Dataset records |
%%
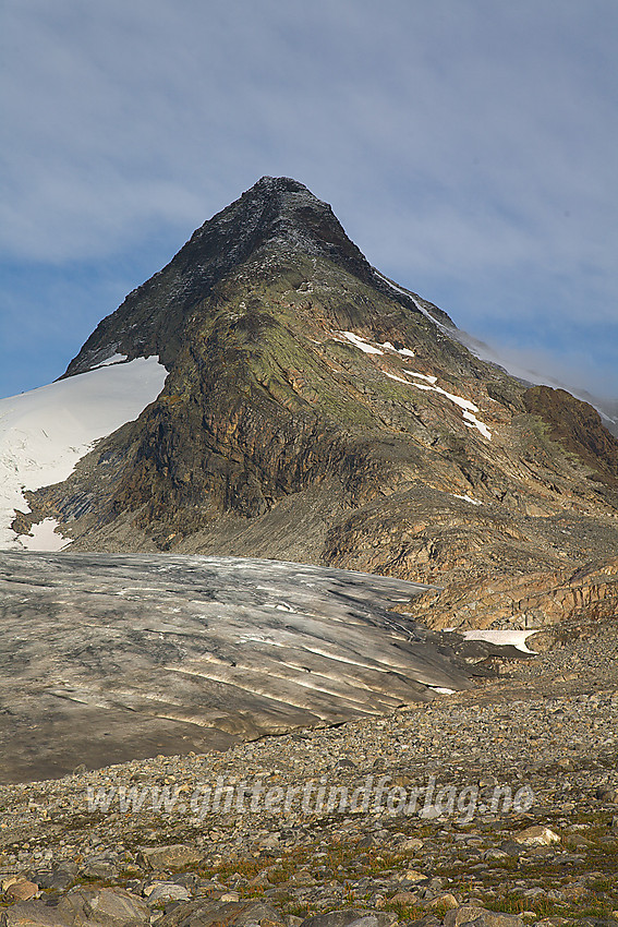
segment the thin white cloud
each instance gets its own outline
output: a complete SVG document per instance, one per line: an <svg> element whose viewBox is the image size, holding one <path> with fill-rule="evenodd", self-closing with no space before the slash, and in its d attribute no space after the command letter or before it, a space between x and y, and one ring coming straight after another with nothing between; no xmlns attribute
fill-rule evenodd
<svg viewBox="0 0 618 927"><path fill-rule="evenodd" d="M569 290L616 312L614 0L7 0L2 16L7 261L105 258L159 228L180 245L284 173L390 276L476 287L480 320L486 281L499 314L518 276L544 311L558 280L562 313ZM538 312L531 288L524 303ZM444 308L470 327L472 309Z"/></svg>

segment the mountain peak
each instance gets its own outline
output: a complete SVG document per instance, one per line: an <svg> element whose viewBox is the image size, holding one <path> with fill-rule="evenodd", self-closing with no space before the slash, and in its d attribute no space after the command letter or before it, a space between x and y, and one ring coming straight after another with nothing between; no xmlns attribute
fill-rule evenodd
<svg viewBox="0 0 618 927"><path fill-rule="evenodd" d="M129 360L158 354L168 368L182 344L186 320L221 280L242 265L250 276L276 275L304 258L326 261L411 310L453 326L448 315L379 274L347 236L330 205L290 177L262 177L201 226L170 263L133 290L97 326L64 376L84 373L114 354ZM429 312L427 312L427 306Z"/></svg>

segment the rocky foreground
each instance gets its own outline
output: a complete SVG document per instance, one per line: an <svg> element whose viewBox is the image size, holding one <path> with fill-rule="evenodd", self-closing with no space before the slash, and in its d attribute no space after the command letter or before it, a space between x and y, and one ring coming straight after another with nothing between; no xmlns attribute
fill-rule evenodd
<svg viewBox="0 0 618 927"><path fill-rule="evenodd" d="M379 720L2 786L2 923L617 924L617 654L601 626Z"/></svg>

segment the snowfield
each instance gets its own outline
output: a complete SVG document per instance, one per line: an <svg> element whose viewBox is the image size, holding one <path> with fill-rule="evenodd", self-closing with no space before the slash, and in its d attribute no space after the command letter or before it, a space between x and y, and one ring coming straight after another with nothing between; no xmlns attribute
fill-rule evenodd
<svg viewBox="0 0 618 927"><path fill-rule="evenodd" d="M66 541L46 518L34 537L11 530L15 509L29 511L24 490L65 480L96 441L133 421L157 398L167 371L158 358L119 363L0 399L0 550L57 551Z"/></svg>

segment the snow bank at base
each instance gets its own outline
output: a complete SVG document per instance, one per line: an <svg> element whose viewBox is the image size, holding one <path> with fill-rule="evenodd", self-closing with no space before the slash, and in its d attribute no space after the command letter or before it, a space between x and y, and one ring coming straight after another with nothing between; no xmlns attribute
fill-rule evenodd
<svg viewBox="0 0 618 927"><path fill-rule="evenodd" d="M451 628L451 630L456 630L465 640L485 640L487 643L496 643L499 647L510 645L511 647L517 647L522 653L536 653L536 650L530 650L528 648L525 641L531 635L536 634L538 628L536 630L493 630L492 628L486 628L485 630L459 630L458 628Z"/></svg>
<svg viewBox="0 0 618 927"><path fill-rule="evenodd" d="M17 540L10 526L15 509L29 511L23 490L65 480L96 441L157 398L166 376L158 358L137 358L0 399L0 550L65 545L53 519L35 527L34 538Z"/></svg>

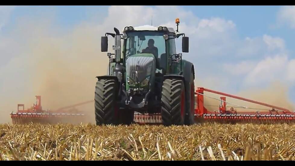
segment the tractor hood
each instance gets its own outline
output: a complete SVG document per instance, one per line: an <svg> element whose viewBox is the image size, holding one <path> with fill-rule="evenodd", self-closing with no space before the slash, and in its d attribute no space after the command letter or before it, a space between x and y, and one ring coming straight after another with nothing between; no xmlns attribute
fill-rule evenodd
<svg viewBox="0 0 295 166"><path fill-rule="evenodd" d="M154 77L156 59L152 54L135 54L127 59L126 67L127 82L128 79L132 82L128 84L128 86L136 88L148 86ZM149 82L147 85L143 83L145 80L148 80ZM132 81L135 83L135 85L132 83Z"/></svg>

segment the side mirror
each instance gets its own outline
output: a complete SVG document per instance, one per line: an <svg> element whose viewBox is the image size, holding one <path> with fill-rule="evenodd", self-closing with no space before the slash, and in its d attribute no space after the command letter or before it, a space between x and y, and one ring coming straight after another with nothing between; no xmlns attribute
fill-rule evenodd
<svg viewBox="0 0 295 166"><path fill-rule="evenodd" d="M108 51L108 37L101 37L101 52L106 52Z"/></svg>
<svg viewBox="0 0 295 166"><path fill-rule="evenodd" d="M189 52L189 37L182 37L182 52L184 53Z"/></svg>

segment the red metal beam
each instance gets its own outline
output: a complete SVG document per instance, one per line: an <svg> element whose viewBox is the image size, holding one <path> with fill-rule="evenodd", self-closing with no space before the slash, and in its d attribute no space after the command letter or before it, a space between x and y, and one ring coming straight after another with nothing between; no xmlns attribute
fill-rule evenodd
<svg viewBox="0 0 295 166"><path fill-rule="evenodd" d="M61 108L59 108L57 109L56 111L60 111L64 109L66 109L67 108L71 108L74 107L76 107L77 106L79 106L83 104L87 104L87 103L91 103L92 102L93 102L94 101L94 100L90 100L89 101L85 101L84 102L83 102L83 103L78 103L77 104L75 104L71 105L70 106L67 106L66 107L62 107Z"/></svg>
<svg viewBox="0 0 295 166"><path fill-rule="evenodd" d="M205 91L206 91L207 92L211 92L213 93L218 94L220 94L220 95L225 96L227 96L228 97L232 97L235 99L243 100L244 101L248 101L250 103L255 103L255 104L258 104L264 106L266 107L268 107L272 108L274 108L275 109L277 109L278 110L280 110L284 111L285 112L287 113L291 112L291 111L290 111L290 110L289 110L287 109L286 109L286 108L282 108L281 107L277 107L276 106L271 105L270 104L268 104L265 103L261 103L261 102L259 102L258 101L254 101L254 100L252 100L247 99L243 97L239 97L238 96L234 96L233 95L232 95L228 94L227 94L226 93L224 93L221 92L217 91L213 91L213 90L211 90L211 89L208 89L200 87L200 88L198 88L198 89L200 89L201 90L203 90Z"/></svg>

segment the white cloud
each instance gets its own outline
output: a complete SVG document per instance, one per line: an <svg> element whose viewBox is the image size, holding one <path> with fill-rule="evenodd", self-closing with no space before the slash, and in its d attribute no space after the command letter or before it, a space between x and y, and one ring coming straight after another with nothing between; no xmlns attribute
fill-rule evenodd
<svg viewBox="0 0 295 166"><path fill-rule="evenodd" d="M295 6L281 7L278 13L278 21L295 28Z"/></svg>
<svg viewBox="0 0 295 166"><path fill-rule="evenodd" d="M223 66L226 72L234 75L243 75L253 70L256 63L253 61L246 60L236 64L225 63Z"/></svg>
<svg viewBox="0 0 295 166"><path fill-rule="evenodd" d="M278 55L268 57L258 63L247 74L246 83L250 85L264 83L267 84L276 80L284 80L285 66L288 63L286 55Z"/></svg>
<svg viewBox="0 0 295 166"><path fill-rule="evenodd" d="M263 41L267 45L268 49L270 50L274 50L277 48L281 50L285 49L285 42L279 37L273 37L264 35L263 39Z"/></svg>

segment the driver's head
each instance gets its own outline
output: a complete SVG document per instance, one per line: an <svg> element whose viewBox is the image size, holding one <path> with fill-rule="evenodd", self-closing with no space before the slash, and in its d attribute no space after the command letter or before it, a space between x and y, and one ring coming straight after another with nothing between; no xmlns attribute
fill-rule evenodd
<svg viewBox="0 0 295 166"><path fill-rule="evenodd" d="M154 43L155 41L154 41L154 39L151 39L149 40L148 42L148 46L149 47L153 46Z"/></svg>

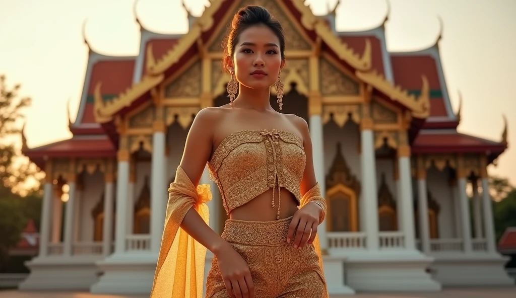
%%
What to work on |
Render every line of the records from the one containing "segment the rocky foreground" down to the one containing "540L10 526L15 509L29", both included, as a numbered list, leaving out blank lines and any line outside that span.

Finished task |
1. segment the rocky foreground
2. each instance gets its own outline
3. output: a complete SVG document per instance, one per line: an <svg> element whose viewBox is the image size, holding one <path> with fill-rule="evenodd", self-closing with no space before the slash, and in its d attribute no space after the command letter or before it, a space between x and y, and one ring coming straight after another with nothing between; no xmlns attribute
4. fill-rule evenodd
5. <svg viewBox="0 0 618 927"><path fill-rule="evenodd" d="M379 720L2 786L2 923L617 924L617 654L601 626Z"/></svg>
6. segment the snowfield
7. each instance gets its own outline
8. output: a complete SVG document per instance, one per line: an <svg> element whose viewBox is the image size, holding one <path> with fill-rule="evenodd", self-closing with no space before the slash, and in its d attribute no space after the command letter or before it, a space between x and y, and one ring coming straight after another with nothing between; no xmlns attribute
9. fill-rule evenodd
10. <svg viewBox="0 0 618 927"><path fill-rule="evenodd" d="M66 541L46 518L34 537L11 530L15 509L29 511L24 490L65 480L96 441L133 421L157 398L167 371L158 358L119 363L0 399L0 550L57 551Z"/></svg>
11. segment the snow bank at base
12. each instance gets its own outline
13. output: a complete SVG document per instance, one per line: an <svg> element whose viewBox is the image size, holding one <path> with fill-rule="evenodd", self-closing with no space before the slash, and in its d attribute no space after the command letter or before it, a space between x and y, and one ring coming straight after another with nothing between; no xmlns attribute
14. fill-rule evenodd
15. <svg viewBox="0 0 618 927"><path fill-rule="evenodd" d="M451 628L451 630L456 630L465 640L485 640L487 643L496 643L499 647L510 645L511 647L517 647L522 653L536 653L536 650L530 650L528 648L525 641L531 635L536 634L538 628L536 630L493 630L492 628L486 628L485 630L459 630L458 628Z"/></svg>
16. <svg viewBox="0 0 618 927"><path fill-rule="evenodd" d="M17 540L10 526L15 509L29 511L23 490L65 480L96 441L157 398L166 376L158 358L137 358L0 399L0 550L65 545L53 519L35 527L34 538Z"/></svg>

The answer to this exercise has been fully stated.